# SET EXERCISE 1
Rewrite the paragraph of the news item on the SEBI member's remarks that begins "Kolkata, Feb 21" as a short list that keeps its main facts.

— BEGIN SELECTED TEXT —

SEBI Member Hails Consensus on UPA and NDA Economic Policies.
India Blooms News Service, February 21, 2017
Kolkata, Feb 21 (IBNS) There is a need to celebrate the broad consensus emerging as far as economic policies of previous UPA government and the current government are concerned, a top SEBI official said at an ASSOCHAM event held in Kolkata Tuesday.
As the government is going to be more and more oriented towards fiscal rectitude, we talked a lot about political lack of homogeneity in thoughts, the previous government of UPA left with a fiscal target of 3.2 percent and this government took over with the same fiscal target in mind,” said whole-time member of the Securities and Exchange Board of India (SEBI) G. Mahalingam said while addressing an ASSOCHAM conference on Bond Market.
“So despite all the difference of opinion on political horizon, the good thing that we need to celebrate in the country is as far as economic things are concerned, there is a broad consensus emerging and that is what is demonstrated by the fact that even this year’s current budget is swearing by 3.2 percent as fiscal target with three percent being reached in the immediate horizon,” said Mahalingam.

— END SELECTED TEXT —

# SET EXERCISE 2
Pick out every line of the records that contains the string "shirt", treating uppercase and lowercase letters as different.

— BEGIN THE RECORDS —

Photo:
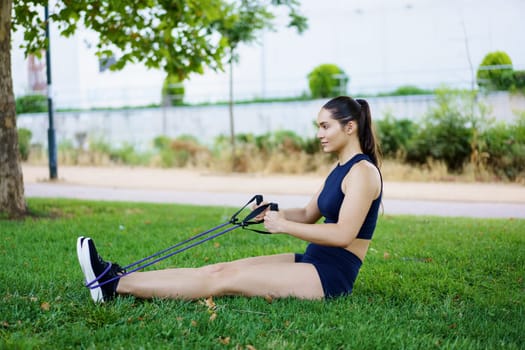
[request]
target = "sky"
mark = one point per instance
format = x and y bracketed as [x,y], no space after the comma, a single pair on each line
[380,44]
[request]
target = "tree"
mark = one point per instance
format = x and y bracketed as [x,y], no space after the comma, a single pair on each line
[494,70]
[327,80]
[179,36]
[247,20]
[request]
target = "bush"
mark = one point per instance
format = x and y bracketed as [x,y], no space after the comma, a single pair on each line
[24,142]
[327,80]
[495,78]
[446,133]
[407,90]
[31,104]
[172,91]
[518,80]
[505,147]
[394,135]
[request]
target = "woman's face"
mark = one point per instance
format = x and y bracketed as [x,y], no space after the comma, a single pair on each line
[331,134]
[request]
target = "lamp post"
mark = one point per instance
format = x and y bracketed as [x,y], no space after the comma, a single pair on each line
[51,139]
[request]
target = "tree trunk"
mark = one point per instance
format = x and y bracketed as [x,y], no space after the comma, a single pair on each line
[12,200]
[232,120]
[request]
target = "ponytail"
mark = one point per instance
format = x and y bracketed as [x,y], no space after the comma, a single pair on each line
[367,138]
[345,109]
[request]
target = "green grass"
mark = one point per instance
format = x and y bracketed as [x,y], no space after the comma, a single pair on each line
[427,283]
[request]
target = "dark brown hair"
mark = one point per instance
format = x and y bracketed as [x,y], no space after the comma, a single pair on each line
[345,109]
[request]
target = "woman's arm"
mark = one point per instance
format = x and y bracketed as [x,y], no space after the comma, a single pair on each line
[361,186]
[307,215]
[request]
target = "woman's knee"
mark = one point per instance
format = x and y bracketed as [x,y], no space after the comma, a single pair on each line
[220,276]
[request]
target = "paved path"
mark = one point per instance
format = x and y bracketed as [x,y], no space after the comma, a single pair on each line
[192,187]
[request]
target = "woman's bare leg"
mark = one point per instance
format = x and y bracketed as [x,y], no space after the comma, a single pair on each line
[274,275]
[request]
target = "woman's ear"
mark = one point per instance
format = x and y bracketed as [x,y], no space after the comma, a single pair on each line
[350,127]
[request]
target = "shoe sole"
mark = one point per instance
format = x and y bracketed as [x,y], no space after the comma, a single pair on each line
[87,269]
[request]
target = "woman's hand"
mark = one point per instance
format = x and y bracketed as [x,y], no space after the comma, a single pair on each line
[260,217]
[274,221]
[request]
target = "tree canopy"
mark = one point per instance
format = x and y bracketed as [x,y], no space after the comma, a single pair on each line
[177,36]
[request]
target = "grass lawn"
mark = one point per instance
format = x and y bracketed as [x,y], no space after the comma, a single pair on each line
[427,282]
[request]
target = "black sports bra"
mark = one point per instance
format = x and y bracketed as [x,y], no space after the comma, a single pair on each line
[331,198]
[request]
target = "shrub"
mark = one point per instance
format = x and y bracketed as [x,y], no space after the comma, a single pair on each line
[495,78]
[518,80]
[505,146]
[31,104]
[172,91]
[327,80]
[446,132]
[24,142]
[394,135]
[407,90]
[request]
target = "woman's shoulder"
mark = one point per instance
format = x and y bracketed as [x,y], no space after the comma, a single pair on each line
[365,174]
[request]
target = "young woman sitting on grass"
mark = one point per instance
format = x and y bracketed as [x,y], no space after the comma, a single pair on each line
[349,201]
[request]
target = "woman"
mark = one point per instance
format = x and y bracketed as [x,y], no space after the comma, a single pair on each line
[349,200]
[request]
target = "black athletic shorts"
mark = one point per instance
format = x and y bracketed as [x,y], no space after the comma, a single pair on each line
[337,268]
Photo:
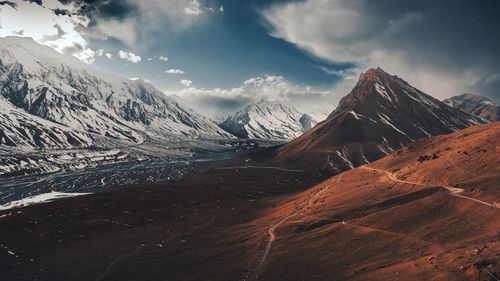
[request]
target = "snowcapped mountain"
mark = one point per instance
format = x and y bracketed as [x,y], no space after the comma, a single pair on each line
[40,81]
[476,105]
[20,128]
[267,120]
[381,114]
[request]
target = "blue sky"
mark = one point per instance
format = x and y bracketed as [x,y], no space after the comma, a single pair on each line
[219,55]
[224,50]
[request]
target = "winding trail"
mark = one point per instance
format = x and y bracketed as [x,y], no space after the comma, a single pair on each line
[271,236]
[454,191]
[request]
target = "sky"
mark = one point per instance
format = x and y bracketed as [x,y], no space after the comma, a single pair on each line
[218,55]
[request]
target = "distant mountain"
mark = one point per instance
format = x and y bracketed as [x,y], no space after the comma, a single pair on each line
[61,89]
[18,128]
[267,120]
[476,105]
[381,114]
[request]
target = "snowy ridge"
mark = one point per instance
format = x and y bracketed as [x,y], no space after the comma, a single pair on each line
[268,120]
[18,128]
[476,105]
[37,199]
[64,90]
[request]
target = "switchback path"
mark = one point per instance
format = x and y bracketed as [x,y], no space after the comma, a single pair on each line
[271,236]
[454,191]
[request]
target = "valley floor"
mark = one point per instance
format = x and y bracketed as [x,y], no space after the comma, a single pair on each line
[399,218]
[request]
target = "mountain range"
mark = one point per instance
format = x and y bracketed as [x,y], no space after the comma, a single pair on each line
[268,120]
[38,81]
[381,114]
[476,105]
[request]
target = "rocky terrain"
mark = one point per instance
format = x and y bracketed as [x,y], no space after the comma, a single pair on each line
[268,120]
[381,114]
[41,82]
[476,105]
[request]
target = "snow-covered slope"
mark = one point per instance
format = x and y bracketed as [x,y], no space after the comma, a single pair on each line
[267,120]
[64,90]
[18,128]
[380,115]
[476,105]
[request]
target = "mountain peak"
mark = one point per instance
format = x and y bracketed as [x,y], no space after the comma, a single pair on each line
[373,74]
[266,120]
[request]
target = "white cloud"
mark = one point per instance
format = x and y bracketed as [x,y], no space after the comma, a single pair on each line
[62,32]
[128,56]
[193,8]
[214,102]
[174,71]
[349,32]
[186,82]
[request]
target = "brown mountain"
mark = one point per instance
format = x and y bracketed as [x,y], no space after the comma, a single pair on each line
[476,105]
[381,114]
[430,211]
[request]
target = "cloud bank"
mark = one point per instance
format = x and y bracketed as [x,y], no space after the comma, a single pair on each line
[442,47]
[219,102]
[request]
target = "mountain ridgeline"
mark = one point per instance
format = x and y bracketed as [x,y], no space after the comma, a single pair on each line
[268,120]
[37,81]
[476,105]
[381,114]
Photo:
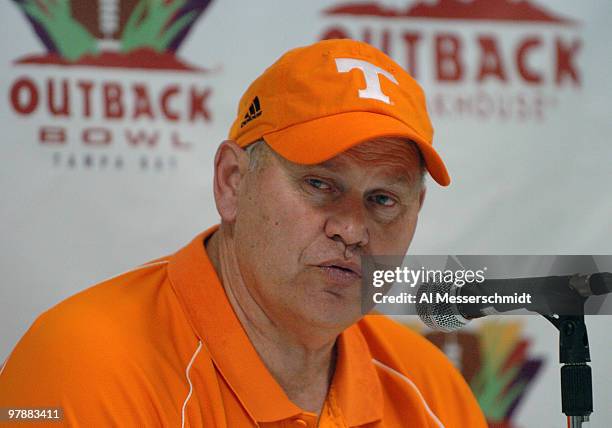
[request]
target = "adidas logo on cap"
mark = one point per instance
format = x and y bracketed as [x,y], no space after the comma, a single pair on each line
[253,113]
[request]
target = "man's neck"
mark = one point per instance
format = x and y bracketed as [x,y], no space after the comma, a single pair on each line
[303,365]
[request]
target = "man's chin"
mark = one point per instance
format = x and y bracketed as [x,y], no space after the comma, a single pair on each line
[331,310]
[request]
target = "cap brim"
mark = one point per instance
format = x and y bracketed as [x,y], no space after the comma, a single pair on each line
[321,139]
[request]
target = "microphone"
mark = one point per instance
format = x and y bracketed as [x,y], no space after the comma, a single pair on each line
[456,305]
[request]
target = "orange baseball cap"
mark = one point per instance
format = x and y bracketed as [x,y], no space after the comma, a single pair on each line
[317,101]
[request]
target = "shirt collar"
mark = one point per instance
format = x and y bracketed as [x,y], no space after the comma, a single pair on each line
[199,289]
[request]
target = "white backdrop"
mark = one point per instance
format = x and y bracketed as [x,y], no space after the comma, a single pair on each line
[530,162]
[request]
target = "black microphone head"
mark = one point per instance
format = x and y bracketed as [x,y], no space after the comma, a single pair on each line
[441,316]
[601,283]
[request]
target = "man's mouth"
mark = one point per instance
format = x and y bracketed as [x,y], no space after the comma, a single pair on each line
[342,275]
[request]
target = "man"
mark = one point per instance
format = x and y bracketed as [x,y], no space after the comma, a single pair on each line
[258,322]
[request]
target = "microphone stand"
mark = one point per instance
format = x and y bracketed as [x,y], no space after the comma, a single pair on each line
[576,378]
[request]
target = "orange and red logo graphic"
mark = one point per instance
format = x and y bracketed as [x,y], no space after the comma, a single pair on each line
[112,33]
[478,59]
[495,361]
[85,98]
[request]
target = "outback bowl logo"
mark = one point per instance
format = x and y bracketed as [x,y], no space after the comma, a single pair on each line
[85,100]
[495,362]
[487,60]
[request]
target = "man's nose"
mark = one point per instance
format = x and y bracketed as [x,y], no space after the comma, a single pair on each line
[347,222]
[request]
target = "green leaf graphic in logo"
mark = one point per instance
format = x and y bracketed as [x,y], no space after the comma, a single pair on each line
[148,25]
[496,385]
[71,39]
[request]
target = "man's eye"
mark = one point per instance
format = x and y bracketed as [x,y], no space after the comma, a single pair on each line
[383,200]
[318,184]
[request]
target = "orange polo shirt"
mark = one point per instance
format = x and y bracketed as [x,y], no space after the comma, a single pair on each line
[161,346]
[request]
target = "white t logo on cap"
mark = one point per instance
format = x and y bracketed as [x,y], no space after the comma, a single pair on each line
[370,72]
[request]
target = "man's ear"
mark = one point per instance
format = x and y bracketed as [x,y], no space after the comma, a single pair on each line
[231,164]
[422,194]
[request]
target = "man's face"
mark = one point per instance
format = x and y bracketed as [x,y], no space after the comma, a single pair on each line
[300,229]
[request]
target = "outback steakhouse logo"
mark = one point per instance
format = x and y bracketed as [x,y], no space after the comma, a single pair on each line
[86,99]
[496,362]
[482,59]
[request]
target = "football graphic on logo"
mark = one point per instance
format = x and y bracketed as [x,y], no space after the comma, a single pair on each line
[112,33]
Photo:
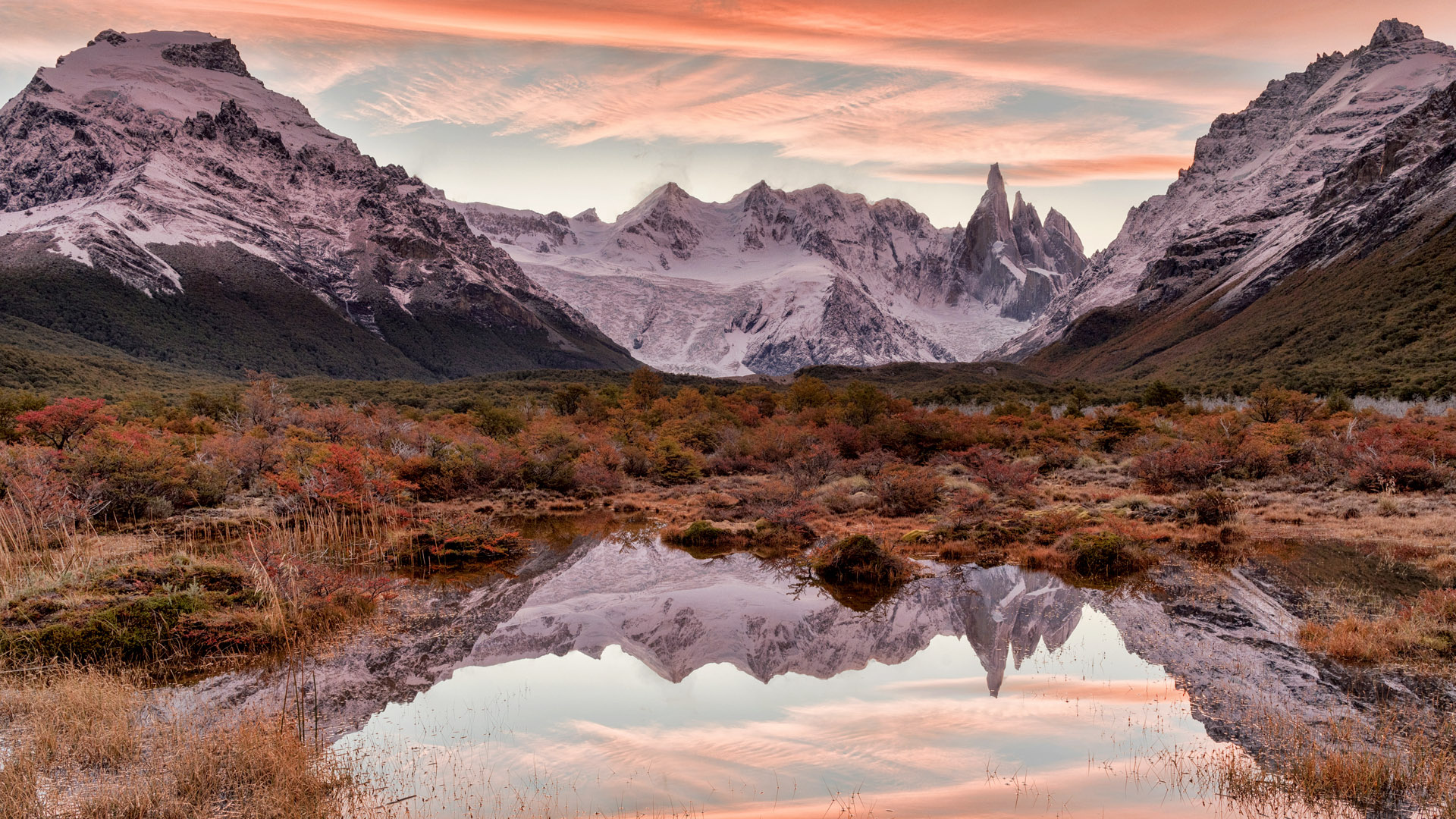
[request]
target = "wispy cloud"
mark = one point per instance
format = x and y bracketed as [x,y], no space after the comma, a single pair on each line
[913,93]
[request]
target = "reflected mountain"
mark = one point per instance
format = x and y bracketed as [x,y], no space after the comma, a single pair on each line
[677,614]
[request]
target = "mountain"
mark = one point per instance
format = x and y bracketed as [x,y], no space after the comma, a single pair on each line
[158,200]
[772,281]
[1310,241]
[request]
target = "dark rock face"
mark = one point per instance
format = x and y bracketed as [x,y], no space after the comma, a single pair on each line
[1014,260]
[220,55]
[1326,162]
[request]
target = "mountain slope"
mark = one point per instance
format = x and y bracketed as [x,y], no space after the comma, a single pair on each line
[772,281]
[1296,221]
[243,234]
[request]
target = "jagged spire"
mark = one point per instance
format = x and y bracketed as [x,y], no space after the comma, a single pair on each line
[1394,31]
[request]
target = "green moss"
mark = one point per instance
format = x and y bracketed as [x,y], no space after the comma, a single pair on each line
[130,632]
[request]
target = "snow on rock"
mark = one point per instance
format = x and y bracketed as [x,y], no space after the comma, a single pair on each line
[770,281]
[1267,190]
[165,139]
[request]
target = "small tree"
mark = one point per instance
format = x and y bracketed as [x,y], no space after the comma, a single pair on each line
[1163,394]
[63,422]
[1269,404]
[645,388]
[862,403]
[566,400]
[12,404]
[807,392]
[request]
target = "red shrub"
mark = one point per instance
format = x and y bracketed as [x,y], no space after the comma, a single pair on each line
[63,422]
[1178,466]
[1397,471]
[908,490]
[341,477]
[992,466]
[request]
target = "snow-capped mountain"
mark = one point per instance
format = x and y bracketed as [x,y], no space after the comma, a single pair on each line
[1326,165]
[145,143]
[770,281]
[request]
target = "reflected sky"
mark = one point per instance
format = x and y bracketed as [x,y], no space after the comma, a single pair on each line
[1082,729]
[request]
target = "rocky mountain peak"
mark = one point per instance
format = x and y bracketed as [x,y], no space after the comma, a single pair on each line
[1291,183]
[143,149]
[1394,31]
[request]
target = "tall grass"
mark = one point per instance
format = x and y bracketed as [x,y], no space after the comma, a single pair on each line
[34,545]
[1404,760]
[93,745]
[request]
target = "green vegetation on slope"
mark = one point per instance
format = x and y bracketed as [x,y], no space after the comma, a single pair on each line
[1379,325]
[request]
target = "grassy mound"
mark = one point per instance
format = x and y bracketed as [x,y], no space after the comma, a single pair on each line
[859,558]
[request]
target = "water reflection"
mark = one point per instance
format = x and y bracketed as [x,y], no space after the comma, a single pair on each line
[677,614]
[638,681]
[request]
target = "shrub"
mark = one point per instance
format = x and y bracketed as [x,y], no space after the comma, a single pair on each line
[497,422]
[702,538]
[133,474]
[908,490]
[1212,507]
[64,422]
[1177,466]
[1106,556]
[990,466]
[673,464]
[12,404]
[340,477]
[1161,394]
[1397,471]
[456,539]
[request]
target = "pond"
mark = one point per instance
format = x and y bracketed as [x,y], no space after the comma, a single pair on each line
[638,681]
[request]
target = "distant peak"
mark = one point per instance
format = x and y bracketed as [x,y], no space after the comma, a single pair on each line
[185,49]
[995,181]
[108,36]
[1394,31]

— END THE RECORDS —

# FULL OUTPUT 1
- Speaker: a top SEBI official
- Occasion: an ASSOCHAM event in Kolkata on Tuesday, Feb 21
- Point: a broad consensus is emerging between the economic policies of the previous UPA government and the current government, and it deserves to be celebrated

# FULL OUTPUT 2
target = "shirt collar"
target = "orange polo shirt"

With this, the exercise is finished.